### [Description of the task]
Begin at the line that contains "of the blurred" and repeat every line from there to the end of the records below, inclusive, without adding any other line.

________

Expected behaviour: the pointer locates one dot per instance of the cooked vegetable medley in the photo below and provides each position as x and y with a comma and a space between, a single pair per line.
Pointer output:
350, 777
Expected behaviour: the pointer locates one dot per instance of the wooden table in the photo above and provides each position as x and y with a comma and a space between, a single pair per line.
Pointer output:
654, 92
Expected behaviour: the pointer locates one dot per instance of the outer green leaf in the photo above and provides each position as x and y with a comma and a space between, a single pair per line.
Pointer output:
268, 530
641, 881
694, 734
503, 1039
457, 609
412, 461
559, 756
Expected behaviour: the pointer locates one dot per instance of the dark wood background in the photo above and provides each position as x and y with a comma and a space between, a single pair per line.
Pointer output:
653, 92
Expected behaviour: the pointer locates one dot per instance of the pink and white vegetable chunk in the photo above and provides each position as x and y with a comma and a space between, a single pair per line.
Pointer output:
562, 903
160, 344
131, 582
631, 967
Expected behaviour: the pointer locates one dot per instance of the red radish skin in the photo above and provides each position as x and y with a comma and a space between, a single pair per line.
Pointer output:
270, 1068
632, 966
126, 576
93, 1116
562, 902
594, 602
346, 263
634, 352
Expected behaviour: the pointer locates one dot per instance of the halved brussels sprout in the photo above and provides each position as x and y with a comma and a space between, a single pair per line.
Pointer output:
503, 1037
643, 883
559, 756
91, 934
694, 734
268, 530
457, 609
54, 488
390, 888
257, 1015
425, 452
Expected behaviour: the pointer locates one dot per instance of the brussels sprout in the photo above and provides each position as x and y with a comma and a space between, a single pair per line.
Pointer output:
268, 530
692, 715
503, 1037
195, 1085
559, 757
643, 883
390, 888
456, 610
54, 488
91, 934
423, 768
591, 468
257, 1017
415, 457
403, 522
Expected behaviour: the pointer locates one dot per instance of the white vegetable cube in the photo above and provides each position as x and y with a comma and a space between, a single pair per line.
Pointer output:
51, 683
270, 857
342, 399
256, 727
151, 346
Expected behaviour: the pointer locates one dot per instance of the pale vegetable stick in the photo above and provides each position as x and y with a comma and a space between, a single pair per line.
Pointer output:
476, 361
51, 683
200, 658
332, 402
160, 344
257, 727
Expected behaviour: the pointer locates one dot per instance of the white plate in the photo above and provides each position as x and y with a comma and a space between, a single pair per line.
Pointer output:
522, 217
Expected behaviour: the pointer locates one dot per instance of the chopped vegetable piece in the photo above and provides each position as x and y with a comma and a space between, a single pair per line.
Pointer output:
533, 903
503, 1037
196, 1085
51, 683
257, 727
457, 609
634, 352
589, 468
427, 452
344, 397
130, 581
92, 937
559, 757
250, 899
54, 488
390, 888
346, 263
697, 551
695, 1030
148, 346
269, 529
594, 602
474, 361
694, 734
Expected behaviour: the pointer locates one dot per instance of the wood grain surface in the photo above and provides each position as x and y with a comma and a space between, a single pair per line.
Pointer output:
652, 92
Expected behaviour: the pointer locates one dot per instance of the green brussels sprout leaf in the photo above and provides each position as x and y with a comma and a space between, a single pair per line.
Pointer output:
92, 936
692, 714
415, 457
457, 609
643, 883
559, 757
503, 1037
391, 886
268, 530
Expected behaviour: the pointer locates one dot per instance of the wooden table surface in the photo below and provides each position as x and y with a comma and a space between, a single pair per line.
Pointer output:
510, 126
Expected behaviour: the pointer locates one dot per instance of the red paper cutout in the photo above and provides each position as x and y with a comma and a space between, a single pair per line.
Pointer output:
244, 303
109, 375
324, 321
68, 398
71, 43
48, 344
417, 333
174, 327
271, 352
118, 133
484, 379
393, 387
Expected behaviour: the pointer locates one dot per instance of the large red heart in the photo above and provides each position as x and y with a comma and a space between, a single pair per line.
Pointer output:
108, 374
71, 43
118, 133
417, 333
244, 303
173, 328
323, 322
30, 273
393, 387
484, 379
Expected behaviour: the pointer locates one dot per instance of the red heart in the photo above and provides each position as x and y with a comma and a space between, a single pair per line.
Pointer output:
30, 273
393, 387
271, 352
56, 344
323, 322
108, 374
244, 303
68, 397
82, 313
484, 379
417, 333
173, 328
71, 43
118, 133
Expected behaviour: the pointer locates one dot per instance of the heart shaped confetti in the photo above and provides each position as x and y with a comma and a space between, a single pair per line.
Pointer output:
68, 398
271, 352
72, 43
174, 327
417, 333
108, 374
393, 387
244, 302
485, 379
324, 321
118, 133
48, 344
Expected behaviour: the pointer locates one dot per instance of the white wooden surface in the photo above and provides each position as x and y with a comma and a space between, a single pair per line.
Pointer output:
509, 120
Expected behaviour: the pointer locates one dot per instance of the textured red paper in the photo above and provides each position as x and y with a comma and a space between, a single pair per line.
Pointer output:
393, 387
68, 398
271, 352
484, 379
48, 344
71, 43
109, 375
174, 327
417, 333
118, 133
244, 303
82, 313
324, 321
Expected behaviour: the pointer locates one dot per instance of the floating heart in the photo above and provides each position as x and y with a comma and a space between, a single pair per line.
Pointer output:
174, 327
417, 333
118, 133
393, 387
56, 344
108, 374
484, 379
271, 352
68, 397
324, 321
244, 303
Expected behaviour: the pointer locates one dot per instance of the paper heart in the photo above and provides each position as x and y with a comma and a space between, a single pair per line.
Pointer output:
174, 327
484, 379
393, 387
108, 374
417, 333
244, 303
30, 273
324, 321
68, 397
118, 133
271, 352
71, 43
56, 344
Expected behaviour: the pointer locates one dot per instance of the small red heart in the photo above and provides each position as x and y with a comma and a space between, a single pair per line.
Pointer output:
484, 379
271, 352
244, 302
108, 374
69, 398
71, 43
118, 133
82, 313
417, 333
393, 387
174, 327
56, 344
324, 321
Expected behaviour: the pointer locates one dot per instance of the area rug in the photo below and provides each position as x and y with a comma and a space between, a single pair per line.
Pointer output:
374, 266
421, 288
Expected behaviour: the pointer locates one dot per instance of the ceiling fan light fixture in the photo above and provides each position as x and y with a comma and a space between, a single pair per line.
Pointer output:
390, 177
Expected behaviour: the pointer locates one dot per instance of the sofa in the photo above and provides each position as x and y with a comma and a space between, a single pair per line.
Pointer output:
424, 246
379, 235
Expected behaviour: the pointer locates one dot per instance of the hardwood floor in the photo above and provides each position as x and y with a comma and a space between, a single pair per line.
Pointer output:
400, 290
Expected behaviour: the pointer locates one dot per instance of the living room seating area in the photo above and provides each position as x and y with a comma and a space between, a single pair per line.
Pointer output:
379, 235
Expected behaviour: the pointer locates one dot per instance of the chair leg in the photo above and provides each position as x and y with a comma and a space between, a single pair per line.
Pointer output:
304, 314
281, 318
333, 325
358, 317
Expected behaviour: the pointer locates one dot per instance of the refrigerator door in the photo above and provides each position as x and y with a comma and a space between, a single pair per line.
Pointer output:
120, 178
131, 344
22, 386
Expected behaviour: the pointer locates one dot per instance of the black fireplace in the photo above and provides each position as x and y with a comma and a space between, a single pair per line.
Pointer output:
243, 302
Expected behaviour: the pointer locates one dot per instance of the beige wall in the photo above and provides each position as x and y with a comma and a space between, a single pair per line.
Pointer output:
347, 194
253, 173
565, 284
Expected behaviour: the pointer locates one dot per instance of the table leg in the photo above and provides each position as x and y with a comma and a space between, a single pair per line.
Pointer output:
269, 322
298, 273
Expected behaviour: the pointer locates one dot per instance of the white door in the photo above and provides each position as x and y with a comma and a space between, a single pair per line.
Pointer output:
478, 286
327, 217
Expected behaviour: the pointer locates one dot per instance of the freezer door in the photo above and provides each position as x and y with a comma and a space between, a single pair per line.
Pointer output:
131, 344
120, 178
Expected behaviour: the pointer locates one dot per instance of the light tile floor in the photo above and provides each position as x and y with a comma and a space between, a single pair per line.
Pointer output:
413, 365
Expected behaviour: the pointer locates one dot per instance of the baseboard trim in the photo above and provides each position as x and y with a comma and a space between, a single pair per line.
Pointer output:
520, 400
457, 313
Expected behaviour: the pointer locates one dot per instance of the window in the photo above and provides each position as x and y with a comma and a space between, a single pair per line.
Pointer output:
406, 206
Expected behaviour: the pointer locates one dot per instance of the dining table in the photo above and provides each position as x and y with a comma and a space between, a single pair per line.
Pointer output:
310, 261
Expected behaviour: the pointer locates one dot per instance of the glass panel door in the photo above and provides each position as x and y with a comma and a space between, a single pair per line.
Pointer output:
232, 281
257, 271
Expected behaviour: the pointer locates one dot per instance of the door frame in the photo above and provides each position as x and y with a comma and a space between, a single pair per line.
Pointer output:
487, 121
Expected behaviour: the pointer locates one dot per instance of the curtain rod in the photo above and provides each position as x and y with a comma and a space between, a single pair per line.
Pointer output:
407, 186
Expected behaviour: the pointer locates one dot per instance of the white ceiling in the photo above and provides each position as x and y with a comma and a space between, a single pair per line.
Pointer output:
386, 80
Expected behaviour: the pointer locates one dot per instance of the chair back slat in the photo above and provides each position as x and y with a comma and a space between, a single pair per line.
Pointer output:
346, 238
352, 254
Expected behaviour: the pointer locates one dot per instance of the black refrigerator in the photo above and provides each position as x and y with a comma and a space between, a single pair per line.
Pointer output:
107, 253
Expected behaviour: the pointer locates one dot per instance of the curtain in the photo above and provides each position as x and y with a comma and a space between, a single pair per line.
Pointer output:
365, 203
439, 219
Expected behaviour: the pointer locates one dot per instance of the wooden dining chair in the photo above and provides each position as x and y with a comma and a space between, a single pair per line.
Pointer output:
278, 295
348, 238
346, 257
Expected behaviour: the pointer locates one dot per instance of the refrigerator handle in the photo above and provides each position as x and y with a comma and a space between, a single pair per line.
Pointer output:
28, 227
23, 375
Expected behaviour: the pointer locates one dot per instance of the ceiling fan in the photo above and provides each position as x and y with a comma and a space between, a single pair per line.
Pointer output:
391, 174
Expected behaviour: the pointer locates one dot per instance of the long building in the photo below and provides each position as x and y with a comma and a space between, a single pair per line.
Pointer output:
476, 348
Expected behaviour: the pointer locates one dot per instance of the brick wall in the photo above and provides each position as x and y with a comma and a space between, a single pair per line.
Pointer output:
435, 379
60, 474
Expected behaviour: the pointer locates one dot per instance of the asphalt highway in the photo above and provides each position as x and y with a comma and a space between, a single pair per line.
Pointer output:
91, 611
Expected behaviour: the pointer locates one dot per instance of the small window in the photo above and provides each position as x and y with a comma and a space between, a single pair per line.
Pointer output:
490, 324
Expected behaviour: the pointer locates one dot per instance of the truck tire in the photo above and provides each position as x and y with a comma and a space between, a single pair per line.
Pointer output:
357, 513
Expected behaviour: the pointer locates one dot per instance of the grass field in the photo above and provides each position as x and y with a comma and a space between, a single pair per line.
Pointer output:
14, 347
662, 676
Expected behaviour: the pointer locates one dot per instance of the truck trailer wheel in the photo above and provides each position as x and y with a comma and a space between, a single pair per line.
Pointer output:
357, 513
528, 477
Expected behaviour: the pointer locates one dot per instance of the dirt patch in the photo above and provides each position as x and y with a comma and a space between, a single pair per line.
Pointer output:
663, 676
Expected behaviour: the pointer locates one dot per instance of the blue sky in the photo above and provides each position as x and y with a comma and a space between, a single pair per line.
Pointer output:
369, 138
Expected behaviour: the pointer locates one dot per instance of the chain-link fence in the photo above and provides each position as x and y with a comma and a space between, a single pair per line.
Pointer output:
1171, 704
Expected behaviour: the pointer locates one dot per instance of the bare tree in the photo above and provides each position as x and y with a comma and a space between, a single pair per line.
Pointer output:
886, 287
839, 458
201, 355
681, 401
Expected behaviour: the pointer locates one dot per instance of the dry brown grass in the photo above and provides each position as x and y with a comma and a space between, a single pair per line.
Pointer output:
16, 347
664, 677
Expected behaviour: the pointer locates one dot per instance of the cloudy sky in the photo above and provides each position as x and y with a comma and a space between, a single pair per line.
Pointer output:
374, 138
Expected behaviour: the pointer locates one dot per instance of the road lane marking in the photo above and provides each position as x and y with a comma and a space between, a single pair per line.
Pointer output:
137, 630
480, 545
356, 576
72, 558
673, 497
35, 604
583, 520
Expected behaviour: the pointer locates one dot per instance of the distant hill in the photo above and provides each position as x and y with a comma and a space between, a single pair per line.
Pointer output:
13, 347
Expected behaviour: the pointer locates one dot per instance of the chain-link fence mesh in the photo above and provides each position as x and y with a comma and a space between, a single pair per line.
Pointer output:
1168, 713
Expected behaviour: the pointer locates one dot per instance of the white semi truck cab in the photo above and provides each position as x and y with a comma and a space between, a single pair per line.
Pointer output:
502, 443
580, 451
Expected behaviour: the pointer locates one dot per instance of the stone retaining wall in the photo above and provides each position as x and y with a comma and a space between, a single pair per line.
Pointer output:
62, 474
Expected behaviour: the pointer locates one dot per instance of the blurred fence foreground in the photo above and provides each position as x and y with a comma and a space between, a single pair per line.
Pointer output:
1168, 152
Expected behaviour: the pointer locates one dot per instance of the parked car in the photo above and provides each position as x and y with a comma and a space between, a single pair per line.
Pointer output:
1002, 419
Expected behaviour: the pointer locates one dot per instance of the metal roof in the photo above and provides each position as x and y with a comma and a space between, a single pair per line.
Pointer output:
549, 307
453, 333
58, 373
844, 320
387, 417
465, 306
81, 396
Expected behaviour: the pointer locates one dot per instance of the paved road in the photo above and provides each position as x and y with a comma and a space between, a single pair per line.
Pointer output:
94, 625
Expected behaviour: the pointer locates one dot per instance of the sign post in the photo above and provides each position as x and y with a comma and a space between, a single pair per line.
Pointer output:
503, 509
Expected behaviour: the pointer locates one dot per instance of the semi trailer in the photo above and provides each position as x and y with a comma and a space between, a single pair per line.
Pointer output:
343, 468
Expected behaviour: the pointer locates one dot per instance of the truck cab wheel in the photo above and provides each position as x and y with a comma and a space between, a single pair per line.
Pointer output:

________

### [Answer to the exercise]
Expected behaviour: the pointer locates one dot per instance of the blurred fence foreground in the photo above and provides each position as x and y with a comma and a space between, a single pair per line.
Pointer output:
1168, 152
Expected behaviour: the pointer locates one dot per instance of the parked car in the photo above and provides each position as x and y with a comma and a space between, a single pair per line.
Pointer output:
1002, 419
Expected behaviour: the pointer locates one dot per instance of the metal roof in the photo above and provides each position as x and y with a comma and a space between, a single pair per line.
Pointer output:
549, 307
453, 333
58, 373
844, 320
387, 417
465, 306
81, 396
Expected behaviour: the pointer locates one dot per instance of the paved road in the photo above and provides each position as x and y with a comma and a space between, a single pair per line.
Pointer output:
94, 625
Expected behaviour: the pointer locates one dot per instance of the sign post in the photo above and provides each position as x and y with a comma and a space between, a single pair per line.
Pointer output:
503, 509
Expected behaviour: the pointer locates one dot per instance of the semi trailer in the photo above and provides each position as x and y with a comma and a space between, a single pair per line.
Pointer output:
343, 468
Expected behaviour: the pointer locates one dot per instance of the truck cab wheel in the photo above and provides each position as x and y with a comma and a space between, a single pair per line.
Pointer output:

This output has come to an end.